The exercise:
Put every line of the records, from the very start through the line containing "left=131, top=116, right=350, bottom=128", into a JSON list of strings, one string per line, with blank lines left out.

— BEGIN Material for this task —

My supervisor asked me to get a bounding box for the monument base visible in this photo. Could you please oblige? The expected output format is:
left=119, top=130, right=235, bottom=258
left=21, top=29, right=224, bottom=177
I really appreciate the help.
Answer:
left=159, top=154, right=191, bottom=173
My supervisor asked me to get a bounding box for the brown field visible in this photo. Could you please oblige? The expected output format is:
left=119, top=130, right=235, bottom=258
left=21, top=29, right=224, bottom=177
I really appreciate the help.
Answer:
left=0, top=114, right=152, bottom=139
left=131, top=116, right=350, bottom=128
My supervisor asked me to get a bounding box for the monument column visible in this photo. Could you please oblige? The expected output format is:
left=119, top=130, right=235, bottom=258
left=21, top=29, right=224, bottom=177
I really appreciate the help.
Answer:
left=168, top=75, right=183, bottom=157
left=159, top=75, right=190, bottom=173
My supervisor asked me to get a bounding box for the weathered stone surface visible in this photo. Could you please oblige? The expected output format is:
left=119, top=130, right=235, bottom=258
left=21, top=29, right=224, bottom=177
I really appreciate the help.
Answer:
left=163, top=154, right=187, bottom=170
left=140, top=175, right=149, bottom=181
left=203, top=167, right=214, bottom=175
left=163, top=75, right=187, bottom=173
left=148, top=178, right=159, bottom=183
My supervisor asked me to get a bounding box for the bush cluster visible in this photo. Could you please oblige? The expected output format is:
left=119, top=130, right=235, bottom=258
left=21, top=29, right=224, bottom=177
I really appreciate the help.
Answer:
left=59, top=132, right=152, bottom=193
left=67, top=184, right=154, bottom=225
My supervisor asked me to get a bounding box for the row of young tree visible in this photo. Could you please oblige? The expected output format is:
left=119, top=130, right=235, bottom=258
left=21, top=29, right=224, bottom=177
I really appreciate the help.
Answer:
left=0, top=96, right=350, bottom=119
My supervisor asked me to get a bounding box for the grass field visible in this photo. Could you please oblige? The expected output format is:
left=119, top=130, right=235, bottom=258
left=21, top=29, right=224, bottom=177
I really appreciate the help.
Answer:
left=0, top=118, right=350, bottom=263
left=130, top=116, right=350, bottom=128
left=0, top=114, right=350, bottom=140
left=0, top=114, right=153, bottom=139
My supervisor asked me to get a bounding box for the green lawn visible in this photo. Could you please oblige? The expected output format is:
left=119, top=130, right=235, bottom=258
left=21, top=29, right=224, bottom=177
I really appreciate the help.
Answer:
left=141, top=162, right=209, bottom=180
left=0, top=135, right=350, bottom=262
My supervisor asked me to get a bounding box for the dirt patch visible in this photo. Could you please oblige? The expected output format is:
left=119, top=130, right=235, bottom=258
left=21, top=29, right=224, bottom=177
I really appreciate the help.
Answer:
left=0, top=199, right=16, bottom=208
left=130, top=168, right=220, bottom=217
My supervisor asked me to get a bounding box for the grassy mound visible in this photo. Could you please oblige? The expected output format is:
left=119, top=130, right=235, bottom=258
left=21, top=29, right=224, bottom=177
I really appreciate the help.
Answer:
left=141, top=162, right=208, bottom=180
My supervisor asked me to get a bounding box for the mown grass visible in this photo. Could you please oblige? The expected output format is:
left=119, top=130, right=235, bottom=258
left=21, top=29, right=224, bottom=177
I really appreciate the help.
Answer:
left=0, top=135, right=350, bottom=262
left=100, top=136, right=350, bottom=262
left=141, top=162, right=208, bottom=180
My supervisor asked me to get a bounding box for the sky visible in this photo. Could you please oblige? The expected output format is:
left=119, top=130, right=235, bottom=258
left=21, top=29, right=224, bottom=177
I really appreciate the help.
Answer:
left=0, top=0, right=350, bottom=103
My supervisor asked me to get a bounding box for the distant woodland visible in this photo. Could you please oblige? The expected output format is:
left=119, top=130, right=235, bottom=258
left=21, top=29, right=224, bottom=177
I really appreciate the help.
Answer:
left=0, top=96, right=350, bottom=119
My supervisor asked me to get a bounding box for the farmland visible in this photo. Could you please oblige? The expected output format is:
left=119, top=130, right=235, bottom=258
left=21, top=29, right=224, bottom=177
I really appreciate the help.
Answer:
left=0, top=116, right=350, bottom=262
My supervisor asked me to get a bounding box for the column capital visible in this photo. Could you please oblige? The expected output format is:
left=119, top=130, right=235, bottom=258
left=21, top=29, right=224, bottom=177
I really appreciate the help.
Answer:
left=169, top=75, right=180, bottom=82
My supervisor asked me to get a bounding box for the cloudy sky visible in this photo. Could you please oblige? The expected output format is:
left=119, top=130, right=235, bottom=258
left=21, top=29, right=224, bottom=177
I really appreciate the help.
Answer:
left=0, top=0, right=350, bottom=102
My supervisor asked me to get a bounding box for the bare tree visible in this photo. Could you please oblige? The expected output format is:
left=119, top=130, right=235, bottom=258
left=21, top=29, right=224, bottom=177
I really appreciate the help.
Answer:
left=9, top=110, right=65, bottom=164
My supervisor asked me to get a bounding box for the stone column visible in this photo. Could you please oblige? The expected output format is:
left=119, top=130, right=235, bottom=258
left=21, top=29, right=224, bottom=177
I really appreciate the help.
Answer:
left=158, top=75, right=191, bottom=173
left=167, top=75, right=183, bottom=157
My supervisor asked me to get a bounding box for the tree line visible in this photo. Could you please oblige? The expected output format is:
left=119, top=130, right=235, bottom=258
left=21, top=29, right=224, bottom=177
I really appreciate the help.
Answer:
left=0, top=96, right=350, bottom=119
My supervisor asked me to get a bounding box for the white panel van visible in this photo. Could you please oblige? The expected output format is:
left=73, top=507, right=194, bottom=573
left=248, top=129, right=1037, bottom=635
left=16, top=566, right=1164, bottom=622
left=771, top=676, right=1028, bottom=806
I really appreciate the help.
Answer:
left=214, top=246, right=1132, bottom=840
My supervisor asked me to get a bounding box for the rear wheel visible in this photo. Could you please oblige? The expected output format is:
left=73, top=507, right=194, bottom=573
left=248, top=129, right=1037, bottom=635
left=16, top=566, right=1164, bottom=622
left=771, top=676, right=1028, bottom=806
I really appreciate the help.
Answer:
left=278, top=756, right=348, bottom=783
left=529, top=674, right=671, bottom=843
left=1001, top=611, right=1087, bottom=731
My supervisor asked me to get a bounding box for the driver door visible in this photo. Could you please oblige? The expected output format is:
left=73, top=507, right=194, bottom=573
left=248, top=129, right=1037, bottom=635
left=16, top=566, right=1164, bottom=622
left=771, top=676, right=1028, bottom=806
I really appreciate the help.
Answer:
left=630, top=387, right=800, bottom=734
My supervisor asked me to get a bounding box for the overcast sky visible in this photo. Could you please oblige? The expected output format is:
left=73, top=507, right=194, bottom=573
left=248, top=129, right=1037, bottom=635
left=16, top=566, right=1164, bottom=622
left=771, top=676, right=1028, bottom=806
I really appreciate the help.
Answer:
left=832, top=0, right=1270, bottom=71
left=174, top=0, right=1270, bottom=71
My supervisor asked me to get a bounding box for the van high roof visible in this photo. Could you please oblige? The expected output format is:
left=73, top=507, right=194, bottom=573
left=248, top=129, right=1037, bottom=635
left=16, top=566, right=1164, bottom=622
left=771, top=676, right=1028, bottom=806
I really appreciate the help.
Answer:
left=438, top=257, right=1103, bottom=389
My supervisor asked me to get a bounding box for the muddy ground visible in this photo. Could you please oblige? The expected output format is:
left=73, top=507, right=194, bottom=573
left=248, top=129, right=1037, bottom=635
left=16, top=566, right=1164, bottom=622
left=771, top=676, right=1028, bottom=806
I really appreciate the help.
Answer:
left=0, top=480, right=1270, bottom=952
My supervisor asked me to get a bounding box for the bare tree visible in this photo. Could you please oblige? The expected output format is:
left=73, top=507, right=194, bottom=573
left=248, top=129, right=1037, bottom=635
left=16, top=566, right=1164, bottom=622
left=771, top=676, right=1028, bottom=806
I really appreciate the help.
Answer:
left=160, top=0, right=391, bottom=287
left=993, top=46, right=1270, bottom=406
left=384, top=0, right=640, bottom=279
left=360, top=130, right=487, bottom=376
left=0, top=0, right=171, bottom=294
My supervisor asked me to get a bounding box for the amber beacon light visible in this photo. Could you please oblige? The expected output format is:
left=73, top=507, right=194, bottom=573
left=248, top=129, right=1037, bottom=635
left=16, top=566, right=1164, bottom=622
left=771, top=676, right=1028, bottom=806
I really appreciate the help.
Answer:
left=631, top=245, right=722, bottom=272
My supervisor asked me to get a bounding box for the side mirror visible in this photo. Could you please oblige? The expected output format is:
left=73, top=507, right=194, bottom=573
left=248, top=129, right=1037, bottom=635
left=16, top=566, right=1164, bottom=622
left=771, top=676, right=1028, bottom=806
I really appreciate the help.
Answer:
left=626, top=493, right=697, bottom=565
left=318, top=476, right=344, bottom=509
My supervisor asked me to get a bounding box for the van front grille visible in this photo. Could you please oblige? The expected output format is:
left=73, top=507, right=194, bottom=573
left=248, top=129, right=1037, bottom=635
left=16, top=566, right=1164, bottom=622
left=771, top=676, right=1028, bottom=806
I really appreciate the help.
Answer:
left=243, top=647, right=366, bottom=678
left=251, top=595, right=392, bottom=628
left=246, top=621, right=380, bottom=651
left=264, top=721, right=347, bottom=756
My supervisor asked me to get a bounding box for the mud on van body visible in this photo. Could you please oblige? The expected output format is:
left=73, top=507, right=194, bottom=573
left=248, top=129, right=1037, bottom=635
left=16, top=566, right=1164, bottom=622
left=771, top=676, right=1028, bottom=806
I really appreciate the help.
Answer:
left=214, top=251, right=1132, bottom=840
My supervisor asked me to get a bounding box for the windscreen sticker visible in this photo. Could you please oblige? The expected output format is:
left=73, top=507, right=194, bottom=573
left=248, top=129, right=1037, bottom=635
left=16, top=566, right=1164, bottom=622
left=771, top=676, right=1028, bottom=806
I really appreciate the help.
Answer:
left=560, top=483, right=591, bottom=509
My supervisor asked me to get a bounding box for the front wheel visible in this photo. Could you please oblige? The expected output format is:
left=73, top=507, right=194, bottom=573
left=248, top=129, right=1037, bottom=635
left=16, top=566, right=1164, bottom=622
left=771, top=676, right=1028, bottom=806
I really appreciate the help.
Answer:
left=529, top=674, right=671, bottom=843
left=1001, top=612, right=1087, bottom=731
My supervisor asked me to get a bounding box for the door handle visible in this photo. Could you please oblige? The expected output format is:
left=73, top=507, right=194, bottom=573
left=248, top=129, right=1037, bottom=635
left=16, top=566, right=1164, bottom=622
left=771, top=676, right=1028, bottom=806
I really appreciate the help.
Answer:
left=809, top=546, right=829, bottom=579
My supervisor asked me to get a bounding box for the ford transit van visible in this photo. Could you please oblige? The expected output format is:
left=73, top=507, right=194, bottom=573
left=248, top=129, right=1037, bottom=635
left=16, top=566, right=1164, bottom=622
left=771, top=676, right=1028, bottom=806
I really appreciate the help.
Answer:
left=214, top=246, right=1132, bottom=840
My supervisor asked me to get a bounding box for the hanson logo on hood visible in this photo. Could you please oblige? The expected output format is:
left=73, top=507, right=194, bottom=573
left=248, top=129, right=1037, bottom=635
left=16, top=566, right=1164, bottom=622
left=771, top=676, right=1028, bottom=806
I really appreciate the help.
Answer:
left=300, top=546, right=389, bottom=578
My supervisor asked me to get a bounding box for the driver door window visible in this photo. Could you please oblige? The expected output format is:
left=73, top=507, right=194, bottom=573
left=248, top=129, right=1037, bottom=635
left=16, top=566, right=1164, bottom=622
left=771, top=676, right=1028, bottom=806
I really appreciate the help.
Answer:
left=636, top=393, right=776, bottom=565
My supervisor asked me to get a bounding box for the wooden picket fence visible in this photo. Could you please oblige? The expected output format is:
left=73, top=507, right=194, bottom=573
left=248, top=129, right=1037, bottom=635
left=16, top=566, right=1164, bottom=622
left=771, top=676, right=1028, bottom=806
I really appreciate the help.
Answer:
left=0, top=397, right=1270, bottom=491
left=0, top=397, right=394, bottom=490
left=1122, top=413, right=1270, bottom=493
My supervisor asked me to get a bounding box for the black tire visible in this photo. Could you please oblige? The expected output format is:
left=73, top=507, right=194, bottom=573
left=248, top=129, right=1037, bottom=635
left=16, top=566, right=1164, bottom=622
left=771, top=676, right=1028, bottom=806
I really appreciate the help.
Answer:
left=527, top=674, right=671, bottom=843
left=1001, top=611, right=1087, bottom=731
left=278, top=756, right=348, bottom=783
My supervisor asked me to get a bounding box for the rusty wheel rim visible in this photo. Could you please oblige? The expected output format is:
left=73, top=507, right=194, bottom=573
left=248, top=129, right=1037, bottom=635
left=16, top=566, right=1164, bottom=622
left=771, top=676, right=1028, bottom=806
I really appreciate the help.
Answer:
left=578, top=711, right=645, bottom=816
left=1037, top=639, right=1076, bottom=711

— END Material for this task —

Right answer:
[
  "My supervisor asked me to get a bounding box for the monument base visible in this photo. Could you please oblige? The expected output format is:",
  "left=119, top=130, right=235, bottom=258",
  "left=21, top=29, right=224, bottom=177",
  "I really appreciate the help.",
  "Answer:",
  "left=159, top=154, right=191, bottom=173",
  "My supervisor asked me to get a bounding box for the brown field visible in this photo. Could you please oblige? The expected output format is:",
  "left=119, top=130, right=235, bottom=258",
  "left=21, top=29, right=224, bottom=177",
  "I really appreciate the help.",
  "Answer:",
  "left=0, top=114, right=152, bottom=139",
  "left=131, top=116, right=350, bottom=128"
]